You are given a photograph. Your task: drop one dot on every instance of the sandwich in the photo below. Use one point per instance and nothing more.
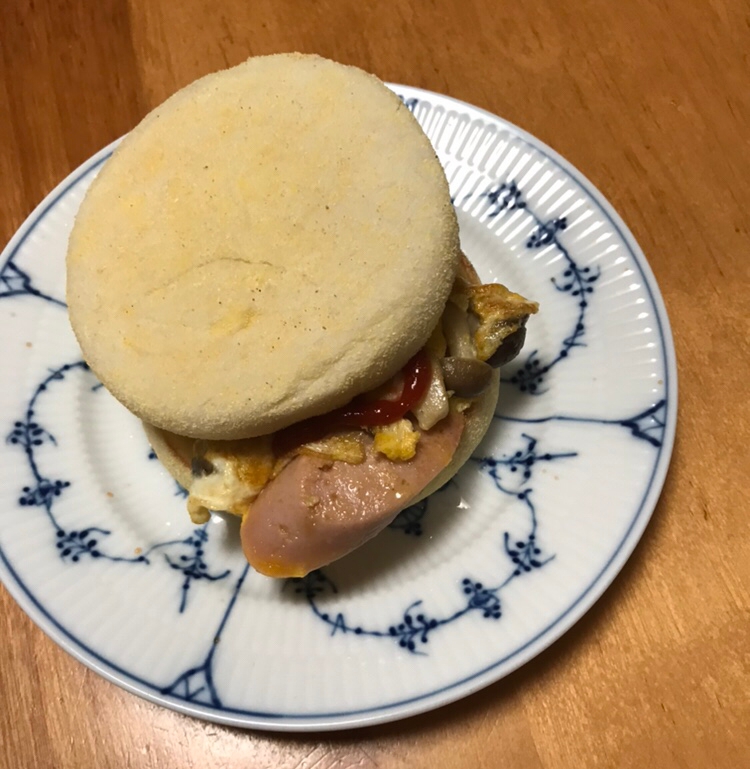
(267, 272)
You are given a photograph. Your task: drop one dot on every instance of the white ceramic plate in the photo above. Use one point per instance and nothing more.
(95, 544)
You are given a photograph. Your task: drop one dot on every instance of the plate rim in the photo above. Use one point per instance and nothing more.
(480, 679)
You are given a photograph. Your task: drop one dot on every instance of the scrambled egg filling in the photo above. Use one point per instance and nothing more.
(234, 474)
(397, 441)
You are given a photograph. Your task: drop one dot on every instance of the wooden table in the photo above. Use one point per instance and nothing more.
(652, 102)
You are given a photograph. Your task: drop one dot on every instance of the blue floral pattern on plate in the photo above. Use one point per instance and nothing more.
(546, 219)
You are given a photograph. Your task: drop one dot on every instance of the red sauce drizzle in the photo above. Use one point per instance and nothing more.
(417, 375)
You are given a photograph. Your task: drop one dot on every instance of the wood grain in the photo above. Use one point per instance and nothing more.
(650, 100)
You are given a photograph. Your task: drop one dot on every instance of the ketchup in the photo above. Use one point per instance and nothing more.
(417, 375)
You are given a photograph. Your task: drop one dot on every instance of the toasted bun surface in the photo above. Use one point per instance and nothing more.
(271, 241)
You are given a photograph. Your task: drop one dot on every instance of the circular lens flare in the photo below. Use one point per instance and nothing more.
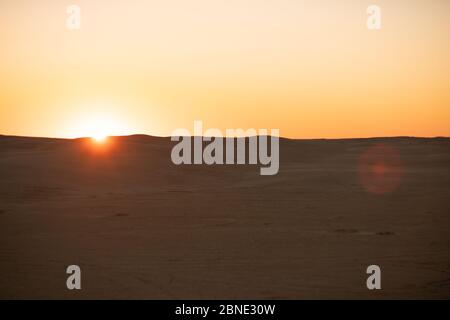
(380, 169)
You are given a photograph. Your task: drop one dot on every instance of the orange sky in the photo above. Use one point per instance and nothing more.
(309, 68)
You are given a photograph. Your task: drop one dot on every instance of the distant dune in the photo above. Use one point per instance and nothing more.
(142, 227)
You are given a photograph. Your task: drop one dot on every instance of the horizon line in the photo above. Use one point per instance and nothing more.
(280, 137)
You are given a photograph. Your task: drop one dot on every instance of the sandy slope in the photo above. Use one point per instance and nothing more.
(141, 227)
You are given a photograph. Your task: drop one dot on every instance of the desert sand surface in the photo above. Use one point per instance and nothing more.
(142, 227)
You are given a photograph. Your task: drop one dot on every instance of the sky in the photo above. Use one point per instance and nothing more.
(311, 69)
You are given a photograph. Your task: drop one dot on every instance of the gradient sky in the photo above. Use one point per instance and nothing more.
(309, 68)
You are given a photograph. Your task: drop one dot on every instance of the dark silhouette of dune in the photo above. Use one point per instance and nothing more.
(141, 227)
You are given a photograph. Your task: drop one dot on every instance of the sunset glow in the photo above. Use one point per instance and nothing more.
(309, 68)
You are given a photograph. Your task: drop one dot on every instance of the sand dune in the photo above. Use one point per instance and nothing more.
(142, 227)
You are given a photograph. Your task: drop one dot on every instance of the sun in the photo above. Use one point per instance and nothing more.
(99, 127)
(99, 137)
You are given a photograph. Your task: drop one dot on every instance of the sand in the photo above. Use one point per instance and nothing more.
(142, 227)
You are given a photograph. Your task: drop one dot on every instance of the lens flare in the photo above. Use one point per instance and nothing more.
(380, 169)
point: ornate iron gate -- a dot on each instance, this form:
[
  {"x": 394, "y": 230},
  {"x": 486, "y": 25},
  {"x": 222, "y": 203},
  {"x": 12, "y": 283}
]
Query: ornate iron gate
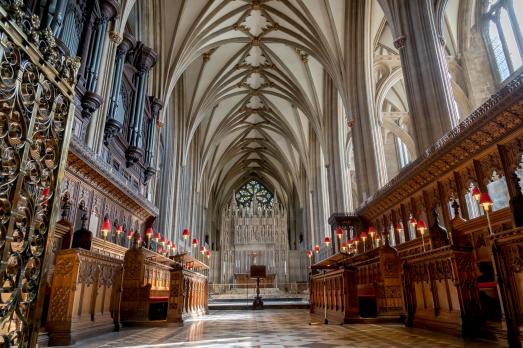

▶ _TASK DIRECTIONS_
Search the material for the word "iron". Each line where it is found must be copied.

▶ _EXPECTED ANSWER_
point: ornate iron gate -- a dot on each instance, this form:
Query: ornate iron gate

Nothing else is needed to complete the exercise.